What you need to do =>
Quote all lines below exactly. Images stay out.

Referring expression pointing data =>
◇ ◇ ◇ ◇ ◇

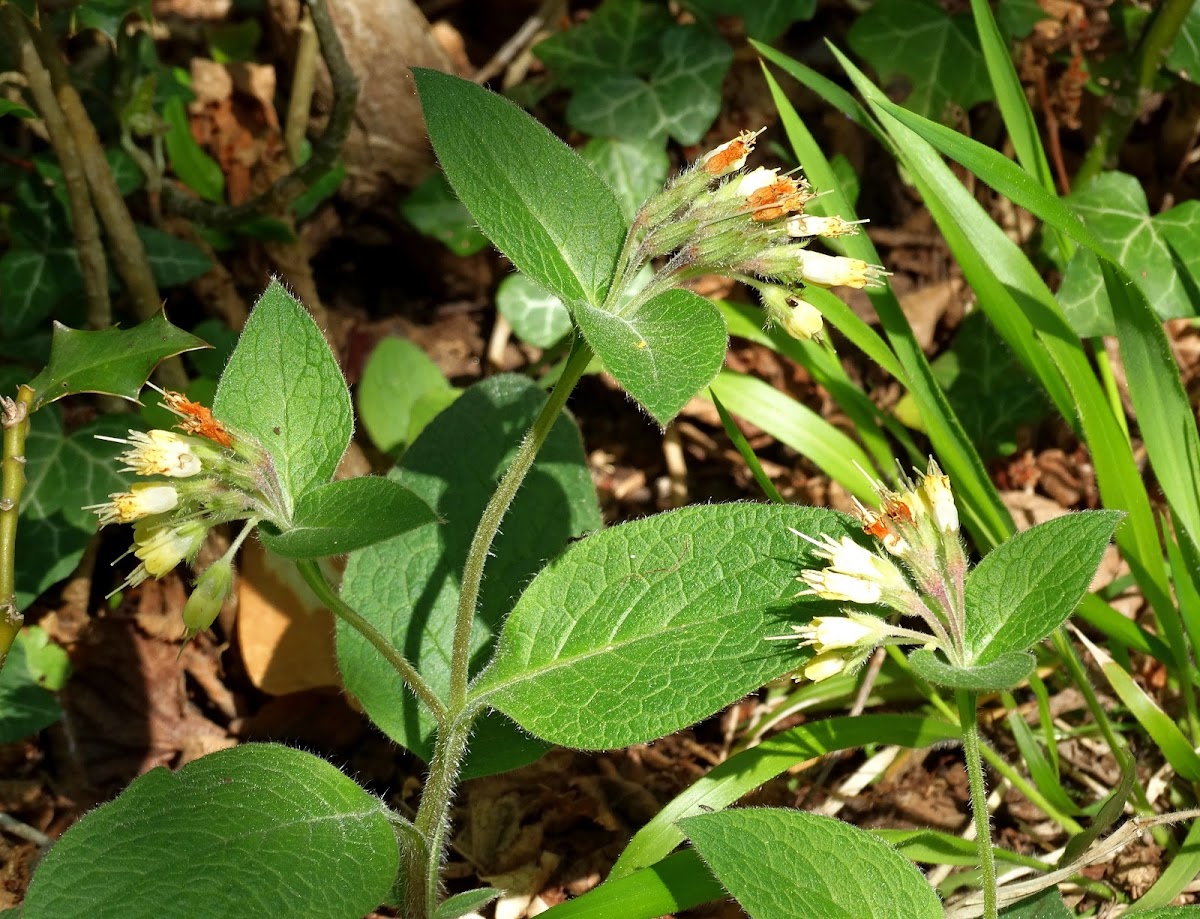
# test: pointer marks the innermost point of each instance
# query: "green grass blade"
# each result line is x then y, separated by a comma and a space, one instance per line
677, 882
1120, 481
1014, 107
747, 770
748, 455
1168, 426
743, 322
797, 426
984, 515
1164, 732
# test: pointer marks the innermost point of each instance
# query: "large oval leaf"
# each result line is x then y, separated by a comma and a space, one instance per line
805, 864
258, 830
408, 587
533, 196
663, 354
283, 386
646, 628
1026, 587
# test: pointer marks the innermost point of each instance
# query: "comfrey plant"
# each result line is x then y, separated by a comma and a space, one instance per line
580, 636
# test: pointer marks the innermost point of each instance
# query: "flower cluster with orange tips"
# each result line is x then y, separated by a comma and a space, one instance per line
718, 218
207, 475
919, 572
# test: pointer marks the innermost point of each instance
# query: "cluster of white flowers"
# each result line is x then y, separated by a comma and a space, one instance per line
204, 476
750, 226
918, 527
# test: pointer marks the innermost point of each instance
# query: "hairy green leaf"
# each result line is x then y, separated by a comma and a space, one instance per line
258, 829
805, 864
283, 386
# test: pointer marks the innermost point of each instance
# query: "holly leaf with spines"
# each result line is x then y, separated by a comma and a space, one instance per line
805, 864
258, 829
112, 361
679, 97
1157, 251
340, 517
939, 54
283, 386
604, 648
408, 587
533, 196
664, 353
1026, 587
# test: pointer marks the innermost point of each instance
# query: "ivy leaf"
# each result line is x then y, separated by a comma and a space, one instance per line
400, 392
606, 646
113, 361
987, 386
621, 36
635, 168
766, 19
679, 97
172, 260
33, 283
1153, 250
66, 473
283, 386
937, 53
204, 841
535, 314
531, 194
340, 517
25, 704
408, 587
1025, 588
805, 864
663, 354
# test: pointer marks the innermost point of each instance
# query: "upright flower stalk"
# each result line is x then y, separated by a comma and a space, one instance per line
917, 570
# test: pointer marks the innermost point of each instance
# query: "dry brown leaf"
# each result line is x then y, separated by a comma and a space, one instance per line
285, 635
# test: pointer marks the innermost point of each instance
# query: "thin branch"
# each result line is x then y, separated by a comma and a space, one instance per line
83, 217
325, 149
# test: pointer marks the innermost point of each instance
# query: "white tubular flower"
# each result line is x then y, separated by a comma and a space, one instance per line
831, 632
839, 271
823, 666
162, 546
157, 452
804, 320
939, 500
142, 500
855, 576
805, 224
756, 180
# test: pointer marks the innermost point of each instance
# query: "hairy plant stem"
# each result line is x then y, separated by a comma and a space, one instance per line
490, 523
316, 578
970, 726
12, 484
423, 864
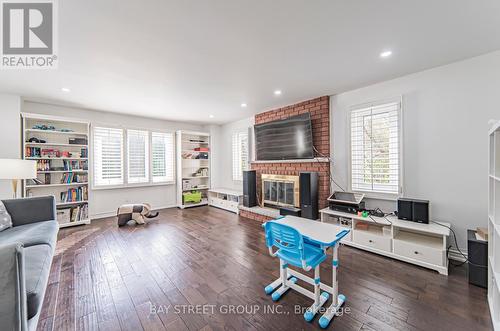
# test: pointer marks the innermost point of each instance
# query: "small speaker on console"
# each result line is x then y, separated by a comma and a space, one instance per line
420, 211
308, 182
413, 210
405, 209
249, 188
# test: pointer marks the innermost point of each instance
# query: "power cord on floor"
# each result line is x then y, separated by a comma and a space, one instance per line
458, 249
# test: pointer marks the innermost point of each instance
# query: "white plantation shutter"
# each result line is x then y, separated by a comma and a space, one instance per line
108, 156
240, 154
375, 147
162, 147
138, 156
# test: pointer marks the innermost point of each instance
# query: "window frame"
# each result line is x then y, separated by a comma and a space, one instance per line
151, 178
126, 184
370, 193
237, 133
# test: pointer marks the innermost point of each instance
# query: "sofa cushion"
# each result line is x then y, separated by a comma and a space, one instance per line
37, 262
32, 234
5, 220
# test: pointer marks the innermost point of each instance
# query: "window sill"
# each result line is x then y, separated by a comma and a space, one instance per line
378, 196
113, 187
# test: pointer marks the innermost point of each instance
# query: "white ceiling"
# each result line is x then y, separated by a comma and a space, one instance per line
186, 59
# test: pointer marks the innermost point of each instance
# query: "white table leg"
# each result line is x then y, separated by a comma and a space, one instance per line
337, 299
284, 280
319, 300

◇ ◇ ◇ ◇ ◇

Exercise solution =>
# test: pointer marks the innermost point of each instance
# query: "green grass blade"
# each result line is x then y, separated by a comma and a space, one instance per line
677, 882
1120, 481
1014, 107
747, 770
748, 455
1168, 426
743, 322
797, 426
984, 515
1164, 732
# test: pointer marks the innermost point of each instance
# query: "large oval leaf"
# each result line is x then y, separated by a comma and a space, one instance per line
805, 864
258, 830
408, 587
533, 196
663, 354
283, 386
646, 628
1026, 587
# test: pointer marks the innermost point of each instance
# query: "comfrey plant"
# each result line is x then y, separated by a comma and a space, one instance per line
580, 636
# test: pointer marks the innermost point of each instance
# query: "flower cluster with orange tips"
# each result line is x then y, separated by a comma and a space, one instance per line
718, 218
207, 475
919, 572
# test: pointer marks the innermost point of each instance
# query: "cluster of white flowers"
# each result line is x then y, separated by a comma and a space, one instance per line
204, 476
750, 226
918, 527
# test: pointer marks the innermost point of each instance
# query: "hairy green leaf"
# each result line is x then y, separated by a comma and a space, one instance per line
258, 829
805, 864
283, 386
# test: pointer marks the innermost point of each instance
# query: "holly leaf with spines"
# each result line is x then y, separated by a comma and a space, one instance per line
805, 864
258, 829
112, 361
679, 97
1157, 251
340, 517
939, 54
283, 386
604, 648
408, 587
533, 196
664, 353
1026, 587
# test: pointer marks the innermost point of each instance
# query: "ivy leaf"
# each result line is x then y, separated by a comma and a space, one instance per line
400, 392
606, 646
113, 361
987, 386
621, 36
635, 168
766, 19
679, 97
172, 260
33, 283
1153, 250
66, 473
283, 386
937, 53
204, 841
535, 314
531, 194
340, 517
25, 704
408, 587
1025, 588
805, 864
663, 354
# test: pointer marks the innermost point of each instance
# query: "upright flower stalk"
# each result line is x then y, separated by a comma and a space, one instance per line
917, 570
# test: pointer marks the innermost point of each instance
# query: "dry brown leaf"
# each result line is x then y, separated by a comma and a space, one instance per line
285, 635
# test: pointer marks the innermost point of each instance
# query: "thin branch"
# each result line is x then y, separated by a comma and a space, one instance per line
83, 217
325, 149
# test: pointer marks the innermost point of each instance
# query: "white tubular flower"
# each result line is x then y, separated by a comma and a space, one instance per line
831, 632
839, 271
823, 666
162, 546
157, 452
804, 320
939, 500
142, 500
855, 576
805, 224
756, 180
# test: pointer marks the innermost point of each instance
# query: "hairy plant stem"
# each result line is x then y, separated by a comma and a space, one instance per line
490, 523
316, 578
970, 726
12, 484
423, 864
# test: pointer marks the innermost point of each instance
# query: "small speaker on console"
# each result line is x then y, separated by a comma and a space, one instance per line
420, 211
308, 182
413, 210
405, 209
249, 188
# test: pointer marks the innermost point of each instance
# query: "power cord on floor"
# each result line is x then y, separated by a comma and a space, one instance per line
458, 249
# test: pointer marks the innermost point of each instance
# query: "white plantation shutter"
# each result line is x then y, separated by a comma and a space, one instance per line
108, 156
240, 154
375, 147
162, 147
138, 156
# test: pointer marks the innermost point of each instance
# query: "window frame"
# each result line is x then y, separated by a comma and a space, one instance per line
151, 178
126, 184
370, 193
237, 133
# test: pointer marks the innermost point of each instance
# query: "sofa cushion"
# each result line is x then y, separated by a comma and a space, one instance per line
37, 262
32, 234
5, 220
# test: pointer marks the innermost point of each instance
# query: "window sill"
# each result line is x then y, separated by a comma and a space, one instance per line
378, 196
113, 187
# test: pointer marks the innermost point of each instance
# query: "white ceiling"
# each result line is x then y, separated by a comma and a space, one instance per line
186, 59
# test: pointer marks the innermost point of each instance
# query: "white table leg"
# each result line is x then y, separated by a comma and a space, one instance per line
337, 299
284, 280
319, 300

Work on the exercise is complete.